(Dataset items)
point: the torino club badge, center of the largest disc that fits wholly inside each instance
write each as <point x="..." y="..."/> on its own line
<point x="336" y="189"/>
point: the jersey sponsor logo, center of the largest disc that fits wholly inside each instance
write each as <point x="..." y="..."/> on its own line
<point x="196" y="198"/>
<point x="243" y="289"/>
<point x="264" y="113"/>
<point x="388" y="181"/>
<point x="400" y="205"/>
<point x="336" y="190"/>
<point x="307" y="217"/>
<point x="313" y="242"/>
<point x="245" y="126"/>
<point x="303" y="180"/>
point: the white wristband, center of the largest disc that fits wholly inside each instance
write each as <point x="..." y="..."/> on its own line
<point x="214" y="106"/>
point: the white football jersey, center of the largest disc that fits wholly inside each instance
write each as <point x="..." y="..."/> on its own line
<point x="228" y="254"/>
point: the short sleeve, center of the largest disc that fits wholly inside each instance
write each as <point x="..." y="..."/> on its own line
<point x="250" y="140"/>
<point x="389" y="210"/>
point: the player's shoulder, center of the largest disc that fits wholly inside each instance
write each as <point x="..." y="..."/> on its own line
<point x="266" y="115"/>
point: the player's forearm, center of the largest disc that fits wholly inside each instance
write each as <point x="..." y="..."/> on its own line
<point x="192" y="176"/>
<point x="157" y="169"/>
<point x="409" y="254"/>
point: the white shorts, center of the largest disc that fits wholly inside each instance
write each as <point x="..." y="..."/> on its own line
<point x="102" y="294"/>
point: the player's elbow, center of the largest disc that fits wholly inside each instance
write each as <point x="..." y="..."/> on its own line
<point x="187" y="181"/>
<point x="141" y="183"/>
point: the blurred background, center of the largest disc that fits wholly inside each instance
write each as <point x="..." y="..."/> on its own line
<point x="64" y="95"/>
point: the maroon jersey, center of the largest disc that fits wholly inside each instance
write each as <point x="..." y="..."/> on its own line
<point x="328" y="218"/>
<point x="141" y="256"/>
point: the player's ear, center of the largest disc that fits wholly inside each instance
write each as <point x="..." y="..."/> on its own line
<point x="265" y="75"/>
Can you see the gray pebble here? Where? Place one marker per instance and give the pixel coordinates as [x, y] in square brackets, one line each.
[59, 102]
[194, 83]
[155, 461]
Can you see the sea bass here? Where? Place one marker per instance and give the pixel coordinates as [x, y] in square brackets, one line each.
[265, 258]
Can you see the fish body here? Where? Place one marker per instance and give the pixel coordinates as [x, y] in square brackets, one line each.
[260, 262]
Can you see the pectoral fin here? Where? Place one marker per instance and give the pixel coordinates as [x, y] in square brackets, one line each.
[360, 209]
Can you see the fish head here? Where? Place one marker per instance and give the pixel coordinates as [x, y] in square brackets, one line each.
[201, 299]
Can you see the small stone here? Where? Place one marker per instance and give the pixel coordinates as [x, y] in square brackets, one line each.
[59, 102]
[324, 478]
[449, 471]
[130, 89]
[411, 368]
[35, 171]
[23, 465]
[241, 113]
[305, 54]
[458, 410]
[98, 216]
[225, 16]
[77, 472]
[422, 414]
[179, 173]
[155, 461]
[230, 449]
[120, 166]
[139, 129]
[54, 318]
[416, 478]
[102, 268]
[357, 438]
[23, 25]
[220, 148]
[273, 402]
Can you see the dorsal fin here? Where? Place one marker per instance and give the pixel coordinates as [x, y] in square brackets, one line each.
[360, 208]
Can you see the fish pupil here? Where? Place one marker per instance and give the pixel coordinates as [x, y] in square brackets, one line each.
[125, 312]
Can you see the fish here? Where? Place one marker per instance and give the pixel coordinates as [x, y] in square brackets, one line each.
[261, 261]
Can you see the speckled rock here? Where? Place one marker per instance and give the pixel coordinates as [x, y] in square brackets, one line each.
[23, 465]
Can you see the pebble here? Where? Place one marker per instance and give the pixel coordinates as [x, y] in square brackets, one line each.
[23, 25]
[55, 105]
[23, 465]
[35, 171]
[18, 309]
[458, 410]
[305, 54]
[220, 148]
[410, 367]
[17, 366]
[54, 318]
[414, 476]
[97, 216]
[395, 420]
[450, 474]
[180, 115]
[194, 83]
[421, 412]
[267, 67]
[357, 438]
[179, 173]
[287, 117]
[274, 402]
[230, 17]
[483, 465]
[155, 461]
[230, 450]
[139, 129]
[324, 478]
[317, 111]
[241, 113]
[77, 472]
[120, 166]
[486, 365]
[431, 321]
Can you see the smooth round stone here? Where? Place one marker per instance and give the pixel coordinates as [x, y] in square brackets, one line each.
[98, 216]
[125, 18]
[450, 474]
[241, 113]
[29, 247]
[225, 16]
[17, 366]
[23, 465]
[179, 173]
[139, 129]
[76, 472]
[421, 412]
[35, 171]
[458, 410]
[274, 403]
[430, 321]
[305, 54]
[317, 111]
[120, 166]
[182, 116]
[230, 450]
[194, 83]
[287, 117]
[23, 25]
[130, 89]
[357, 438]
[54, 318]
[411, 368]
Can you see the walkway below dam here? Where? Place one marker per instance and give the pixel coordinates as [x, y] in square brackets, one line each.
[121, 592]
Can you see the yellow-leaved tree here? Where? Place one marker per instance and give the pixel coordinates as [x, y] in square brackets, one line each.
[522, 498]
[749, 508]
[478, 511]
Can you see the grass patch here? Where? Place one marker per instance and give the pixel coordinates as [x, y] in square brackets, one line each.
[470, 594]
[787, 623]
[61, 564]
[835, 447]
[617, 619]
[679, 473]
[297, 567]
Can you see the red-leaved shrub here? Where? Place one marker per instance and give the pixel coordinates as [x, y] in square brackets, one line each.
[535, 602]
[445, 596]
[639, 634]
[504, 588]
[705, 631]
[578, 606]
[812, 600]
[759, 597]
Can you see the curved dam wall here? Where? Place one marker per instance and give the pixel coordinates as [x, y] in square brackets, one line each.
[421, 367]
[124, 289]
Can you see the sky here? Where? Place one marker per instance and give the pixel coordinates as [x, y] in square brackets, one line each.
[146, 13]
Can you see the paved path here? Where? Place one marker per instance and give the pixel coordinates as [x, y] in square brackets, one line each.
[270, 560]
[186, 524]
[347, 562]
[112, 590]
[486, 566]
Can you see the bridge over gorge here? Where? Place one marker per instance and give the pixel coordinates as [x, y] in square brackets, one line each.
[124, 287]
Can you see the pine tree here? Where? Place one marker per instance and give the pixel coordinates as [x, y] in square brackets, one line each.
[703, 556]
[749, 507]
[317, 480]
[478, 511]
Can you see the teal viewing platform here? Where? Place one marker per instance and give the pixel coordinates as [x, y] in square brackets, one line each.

**The problem**
For each line of the data that includes the word "jersey", return a copy of it.

**Solved exercise**
point: the jersey sponsor logo, center of the largest disc that fits wholly inside each instance
point: the white football jersey, center of the largest disc that fits wholly inside each instance
point: the maroon jersey, center of the largest disc that fits wholly inside each instance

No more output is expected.